- _Exercise input_:

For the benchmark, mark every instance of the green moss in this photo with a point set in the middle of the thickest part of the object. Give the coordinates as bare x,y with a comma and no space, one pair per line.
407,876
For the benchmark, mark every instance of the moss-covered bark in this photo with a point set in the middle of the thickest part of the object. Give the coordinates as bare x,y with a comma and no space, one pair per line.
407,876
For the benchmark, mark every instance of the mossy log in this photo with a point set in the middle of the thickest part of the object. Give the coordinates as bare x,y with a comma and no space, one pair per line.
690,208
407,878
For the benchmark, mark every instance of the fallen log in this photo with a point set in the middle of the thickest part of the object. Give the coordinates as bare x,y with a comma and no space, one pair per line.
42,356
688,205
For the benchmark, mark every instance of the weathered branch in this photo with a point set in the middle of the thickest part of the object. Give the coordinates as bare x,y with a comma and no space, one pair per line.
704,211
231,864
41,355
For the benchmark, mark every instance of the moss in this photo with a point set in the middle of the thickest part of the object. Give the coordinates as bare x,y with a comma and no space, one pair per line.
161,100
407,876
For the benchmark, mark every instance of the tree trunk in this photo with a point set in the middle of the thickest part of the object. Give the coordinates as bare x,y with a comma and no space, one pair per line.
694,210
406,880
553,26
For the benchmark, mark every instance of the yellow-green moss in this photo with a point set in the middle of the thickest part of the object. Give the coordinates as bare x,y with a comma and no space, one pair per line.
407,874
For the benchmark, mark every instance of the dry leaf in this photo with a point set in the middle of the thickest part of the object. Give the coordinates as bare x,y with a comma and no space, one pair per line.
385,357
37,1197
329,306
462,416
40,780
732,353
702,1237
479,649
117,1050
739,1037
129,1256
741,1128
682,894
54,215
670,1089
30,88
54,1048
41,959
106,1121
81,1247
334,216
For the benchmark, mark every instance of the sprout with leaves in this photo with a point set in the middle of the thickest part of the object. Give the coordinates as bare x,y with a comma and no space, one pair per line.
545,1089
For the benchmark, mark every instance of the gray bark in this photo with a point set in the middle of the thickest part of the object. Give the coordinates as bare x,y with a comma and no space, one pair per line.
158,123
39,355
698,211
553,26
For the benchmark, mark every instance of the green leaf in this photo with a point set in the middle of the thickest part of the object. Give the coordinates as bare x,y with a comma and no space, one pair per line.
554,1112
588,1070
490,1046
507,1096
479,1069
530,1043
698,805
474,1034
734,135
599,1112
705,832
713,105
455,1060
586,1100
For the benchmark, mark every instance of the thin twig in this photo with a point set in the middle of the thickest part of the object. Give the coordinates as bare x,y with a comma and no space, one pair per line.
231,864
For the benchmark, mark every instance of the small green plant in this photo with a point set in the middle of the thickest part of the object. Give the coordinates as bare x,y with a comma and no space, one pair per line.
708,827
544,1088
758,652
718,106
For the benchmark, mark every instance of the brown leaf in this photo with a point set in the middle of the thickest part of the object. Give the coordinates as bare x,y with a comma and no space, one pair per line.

--

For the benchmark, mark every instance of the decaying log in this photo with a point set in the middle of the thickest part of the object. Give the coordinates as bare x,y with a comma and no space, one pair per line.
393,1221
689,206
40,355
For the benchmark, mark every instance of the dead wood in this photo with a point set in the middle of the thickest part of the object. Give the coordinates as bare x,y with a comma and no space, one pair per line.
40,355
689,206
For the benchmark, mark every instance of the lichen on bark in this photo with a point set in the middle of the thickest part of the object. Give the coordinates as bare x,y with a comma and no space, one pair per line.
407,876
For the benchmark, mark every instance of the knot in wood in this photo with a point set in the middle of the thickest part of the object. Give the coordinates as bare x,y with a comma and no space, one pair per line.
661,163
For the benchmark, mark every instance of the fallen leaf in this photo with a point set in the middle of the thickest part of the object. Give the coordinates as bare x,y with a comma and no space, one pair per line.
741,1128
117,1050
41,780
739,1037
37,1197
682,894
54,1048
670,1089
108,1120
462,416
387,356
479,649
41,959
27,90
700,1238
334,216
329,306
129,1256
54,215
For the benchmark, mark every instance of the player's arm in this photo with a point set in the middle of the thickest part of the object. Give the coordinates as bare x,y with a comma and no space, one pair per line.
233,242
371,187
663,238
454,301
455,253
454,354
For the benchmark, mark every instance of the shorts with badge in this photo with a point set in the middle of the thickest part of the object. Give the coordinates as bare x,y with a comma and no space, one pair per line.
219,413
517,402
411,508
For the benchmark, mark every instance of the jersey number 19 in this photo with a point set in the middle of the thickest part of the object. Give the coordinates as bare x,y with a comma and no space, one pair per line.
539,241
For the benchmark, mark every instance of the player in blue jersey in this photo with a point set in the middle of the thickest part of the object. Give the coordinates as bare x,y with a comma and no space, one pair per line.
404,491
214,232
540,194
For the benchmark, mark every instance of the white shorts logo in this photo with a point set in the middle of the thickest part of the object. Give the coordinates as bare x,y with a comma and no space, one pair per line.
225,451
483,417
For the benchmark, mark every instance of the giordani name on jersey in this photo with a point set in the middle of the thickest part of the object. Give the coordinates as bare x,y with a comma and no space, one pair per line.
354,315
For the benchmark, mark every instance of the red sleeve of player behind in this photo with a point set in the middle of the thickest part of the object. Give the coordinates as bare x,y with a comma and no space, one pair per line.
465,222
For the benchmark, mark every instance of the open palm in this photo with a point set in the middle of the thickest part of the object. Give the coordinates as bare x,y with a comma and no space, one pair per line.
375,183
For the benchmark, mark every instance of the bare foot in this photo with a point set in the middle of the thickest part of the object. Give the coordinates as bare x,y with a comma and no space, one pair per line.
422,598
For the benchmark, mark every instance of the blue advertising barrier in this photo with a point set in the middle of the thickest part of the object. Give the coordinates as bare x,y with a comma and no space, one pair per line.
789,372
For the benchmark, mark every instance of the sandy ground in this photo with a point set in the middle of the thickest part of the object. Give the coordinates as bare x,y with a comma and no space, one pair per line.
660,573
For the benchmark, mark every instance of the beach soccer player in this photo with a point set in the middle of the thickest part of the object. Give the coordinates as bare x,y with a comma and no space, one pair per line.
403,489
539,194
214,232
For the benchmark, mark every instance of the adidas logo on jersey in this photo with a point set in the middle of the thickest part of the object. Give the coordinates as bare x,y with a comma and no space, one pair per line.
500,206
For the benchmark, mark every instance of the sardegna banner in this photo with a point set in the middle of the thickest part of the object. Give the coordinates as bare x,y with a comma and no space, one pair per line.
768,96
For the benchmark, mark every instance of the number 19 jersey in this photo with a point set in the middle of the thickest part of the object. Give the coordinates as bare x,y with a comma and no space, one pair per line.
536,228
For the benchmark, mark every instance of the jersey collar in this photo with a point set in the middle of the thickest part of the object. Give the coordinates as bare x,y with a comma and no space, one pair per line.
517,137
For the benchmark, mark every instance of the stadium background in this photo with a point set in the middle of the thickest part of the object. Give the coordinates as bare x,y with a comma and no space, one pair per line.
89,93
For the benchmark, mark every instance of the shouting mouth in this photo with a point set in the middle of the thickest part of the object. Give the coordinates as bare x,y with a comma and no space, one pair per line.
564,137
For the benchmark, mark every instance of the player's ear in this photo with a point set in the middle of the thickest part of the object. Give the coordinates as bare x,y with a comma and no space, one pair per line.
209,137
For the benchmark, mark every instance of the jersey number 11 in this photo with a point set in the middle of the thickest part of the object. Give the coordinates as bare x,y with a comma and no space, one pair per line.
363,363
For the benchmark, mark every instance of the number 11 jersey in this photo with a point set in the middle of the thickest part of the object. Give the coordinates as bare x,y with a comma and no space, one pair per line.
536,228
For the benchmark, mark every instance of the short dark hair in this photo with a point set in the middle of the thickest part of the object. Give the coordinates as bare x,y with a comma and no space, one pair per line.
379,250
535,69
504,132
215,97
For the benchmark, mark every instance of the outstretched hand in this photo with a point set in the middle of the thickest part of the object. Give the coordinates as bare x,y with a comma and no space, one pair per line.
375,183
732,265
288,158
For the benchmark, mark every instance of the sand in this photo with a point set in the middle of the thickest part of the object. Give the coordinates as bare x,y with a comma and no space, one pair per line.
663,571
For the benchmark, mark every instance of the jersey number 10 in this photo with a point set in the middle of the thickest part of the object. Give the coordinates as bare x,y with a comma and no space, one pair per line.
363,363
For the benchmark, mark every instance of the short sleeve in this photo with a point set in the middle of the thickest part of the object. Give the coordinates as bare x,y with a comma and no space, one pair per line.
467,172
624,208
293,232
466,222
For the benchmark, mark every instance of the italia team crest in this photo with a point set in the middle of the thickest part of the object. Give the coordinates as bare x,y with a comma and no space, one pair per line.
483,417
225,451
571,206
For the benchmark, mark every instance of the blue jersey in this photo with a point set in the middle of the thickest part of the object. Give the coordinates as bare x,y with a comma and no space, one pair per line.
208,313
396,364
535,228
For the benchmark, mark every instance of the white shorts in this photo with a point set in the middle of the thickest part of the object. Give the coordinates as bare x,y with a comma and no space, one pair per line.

- _Written exercise_: Which lines in the records above contain the word "logo"? Pull out each of them in full.

- _Task result_:
For the benchmark, mark every instance of the white shorts logo in this photo with a point set in the middle of the thickest part of the object. Give the coordinates as bare x,y with a comma and no space, one pair per line.
For the benchmark, mark every instance of the adidas logo on jersey in this photo with a point set in the middle of the thickest part of the object. Give the coordinates as bare x,y with a comma and no space, one pair per line.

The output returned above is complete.